**Required work**
In this exercise, reproduce all the entries that follow exactly.

** START Exercise material **

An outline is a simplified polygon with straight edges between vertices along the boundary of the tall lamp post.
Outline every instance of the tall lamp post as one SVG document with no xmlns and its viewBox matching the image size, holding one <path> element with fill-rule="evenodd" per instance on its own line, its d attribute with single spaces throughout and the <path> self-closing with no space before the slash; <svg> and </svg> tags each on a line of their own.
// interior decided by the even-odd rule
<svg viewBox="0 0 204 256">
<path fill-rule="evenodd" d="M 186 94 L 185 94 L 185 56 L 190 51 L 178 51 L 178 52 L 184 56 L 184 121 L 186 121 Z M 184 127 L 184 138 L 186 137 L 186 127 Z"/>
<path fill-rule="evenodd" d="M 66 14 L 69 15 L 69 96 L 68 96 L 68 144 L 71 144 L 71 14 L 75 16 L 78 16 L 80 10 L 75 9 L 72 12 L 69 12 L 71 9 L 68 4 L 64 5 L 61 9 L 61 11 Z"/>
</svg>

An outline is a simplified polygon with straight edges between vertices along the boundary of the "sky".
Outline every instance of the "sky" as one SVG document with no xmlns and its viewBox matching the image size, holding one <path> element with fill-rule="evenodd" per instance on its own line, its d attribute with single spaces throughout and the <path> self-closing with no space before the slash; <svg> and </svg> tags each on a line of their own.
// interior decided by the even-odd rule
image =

** END Exercise material **

**Output for this exercise**
An outline is a simplified polygon with straight edges between vertices along the boundary of the tall lamp post.
Outline every instance of the tall lamp post as one SVG document with no xmlns and its viewBox matching the image size, holding one <path> element with fill-rule="evenodd" per instance on its own line, its d attribute with single spaces throughout and the <path> self-closing with no space before the slash; <svg> and </svg> tags each on a line of their own.
// interior decided by the even-odd rule
<svg viewBox="0 0 204 256">
<path fill-rule="evenodd" d="M 186 94 L 185 94 L 185 56 L 190 51 L 178 51 L 178 52 L 184 56 L 184 121 L 186 121 Z M 184 127 L 184 138 L 186 137 L 186 127 Z"/>
<path fill-rule="evenodd" d="M 66 14 L 69 15 L 69 96 L 68 96 L 68 144 L 71 144 L 71 14 L 75 16 L 78 16 L 80 10 L 75 9 L 72 12 L 69 12 L 71 9 L 68 4 L 64 5 L 61 9 L 61 11 Z"/>
</svg>

An outline is a simplified polygon with straight edges between vertices along the boundary of the "sky".
Outline every instance of the "sky" as one SVG document with no xmlns and its viewBox matching the image size, holding one <path> element with fill-rule="evenodd" per instance on its own line, its d attribute with single spaces throughout and the <path> self-closing with no space before the slash; <svg> and </svg> tags each on a line of their own.
// interior decided by the even-odd rule
image =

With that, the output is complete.